## Given exercise
Rewrite every one of the records below, replacing "put a point on each" with "mark each one with a point" and keeping every other word unchanged.

Position identification records
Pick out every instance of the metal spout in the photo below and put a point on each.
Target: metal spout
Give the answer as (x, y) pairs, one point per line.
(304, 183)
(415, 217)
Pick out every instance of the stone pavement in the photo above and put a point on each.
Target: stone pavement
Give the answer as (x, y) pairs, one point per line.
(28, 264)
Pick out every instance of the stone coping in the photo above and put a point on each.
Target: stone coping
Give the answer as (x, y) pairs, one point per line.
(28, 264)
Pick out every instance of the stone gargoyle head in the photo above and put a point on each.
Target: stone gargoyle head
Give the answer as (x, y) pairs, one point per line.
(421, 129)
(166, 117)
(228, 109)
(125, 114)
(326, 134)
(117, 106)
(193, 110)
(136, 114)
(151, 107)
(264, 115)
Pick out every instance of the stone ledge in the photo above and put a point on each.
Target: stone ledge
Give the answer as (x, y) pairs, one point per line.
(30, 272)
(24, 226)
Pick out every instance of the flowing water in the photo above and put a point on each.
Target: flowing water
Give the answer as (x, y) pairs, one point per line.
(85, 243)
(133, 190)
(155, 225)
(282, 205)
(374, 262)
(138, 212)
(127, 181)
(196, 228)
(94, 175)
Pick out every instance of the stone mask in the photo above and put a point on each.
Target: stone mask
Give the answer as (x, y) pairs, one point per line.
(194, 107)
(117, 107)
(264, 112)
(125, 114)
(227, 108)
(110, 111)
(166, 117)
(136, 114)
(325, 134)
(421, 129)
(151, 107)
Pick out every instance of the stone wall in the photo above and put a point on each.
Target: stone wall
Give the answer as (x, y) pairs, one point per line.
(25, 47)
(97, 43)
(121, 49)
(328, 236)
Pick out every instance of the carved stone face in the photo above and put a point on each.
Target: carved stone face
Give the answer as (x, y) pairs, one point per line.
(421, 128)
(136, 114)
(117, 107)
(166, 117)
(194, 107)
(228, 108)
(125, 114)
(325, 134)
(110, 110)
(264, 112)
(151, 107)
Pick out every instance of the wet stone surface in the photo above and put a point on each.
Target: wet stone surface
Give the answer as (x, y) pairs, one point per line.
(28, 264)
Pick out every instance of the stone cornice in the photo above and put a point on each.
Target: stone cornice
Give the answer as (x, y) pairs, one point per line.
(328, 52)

## Complete output
Pick out every instance of the metal spout in the photo below and mark each one with a point.
Target: metal spout
Give the answer as (x, y) pairs, one point per line.
(304, 183)
(415, 217)
Pick out every instance of the stone pavement in the photo above and mark each one with a point.
Target: stone pavement
Give the answer as (x, y) pairs, one point per line.
(28, 264)
Pick out every instance of the stone coping in the photo above and mark each one with a point.
Target: stone coping
Give the answer as (x, y) pairs, one point per line.
(28, 264)
Pick out every instance of the stone gargoyle head in the photo above and mark each one with a point.
Target: stone gargoyle head
Give the answer as (x, y) pairs, one point per line.
(421, 129)
(166, 117)
(228, 109)
(125, 114)
(326, 134)
(117, 106)
(193, 110)
(136, 114)
(151, 107)
(264, 115)
Pick out every instance of the stone ledge in the photo above and mark each one with a point.
Target: stone ledge
Give the answer as (x, y) pairs, one point per line.
(30, 272)
(24, 226)
Pick out every instance of the flowing water in the photo above and mark each one with a point.
Target: flowing water
Give the answer as (x, y) pairs, one point per line.
(85, 243)
(133, 190)
(155, 225)
(282, 205)
(374, 262)
(138, 212)
(127, 181)
(196, 228)
(94, 175)
Pick out every instance of the stone mask in the photo above and mark each one with a point.
Target: stone mask
Give the answer as (x, y) pairs, one point per line.
(194, 107)
(117, 107)
(264, 112)
(125, 114)
(227, 108)
(110, 111)
(166, 117)
(136, 114)
(325, 134)
(421, 129)
(151, 107)
Pick out every instance of the stone wall in the photo above and mark each one with a point.
Target: stone wall
Give the answer as (x, y) pairs, one point per line.
(25, 47)
(97, 43)
(121, 49)
(328, 236)
Pick out every instance of the carved stone face in the photo above and mark each one with a point.
Target: carved stone face
Give the answer as (x, y) pairs, one point per line.
(421, 128)
(136, 114)
(117, 107)
(166, 117)
(194, 107)
(228, 108)
(125, 114)
(325, 134)
(110, 110)
(264, 112)
(151, 107)
Pick out every instance of the wet stone surface in the photo above and mark each one with a point.
Target: wet stone surface
Give the answer as (x, y) pairs, one point per line.
(28, 264)
Pick out every instance of the stone cornice in the photo above and mark each one with a point.
Target: stone cornice
Give the answer as (x, y) pairs, one point per line.
(328, 52)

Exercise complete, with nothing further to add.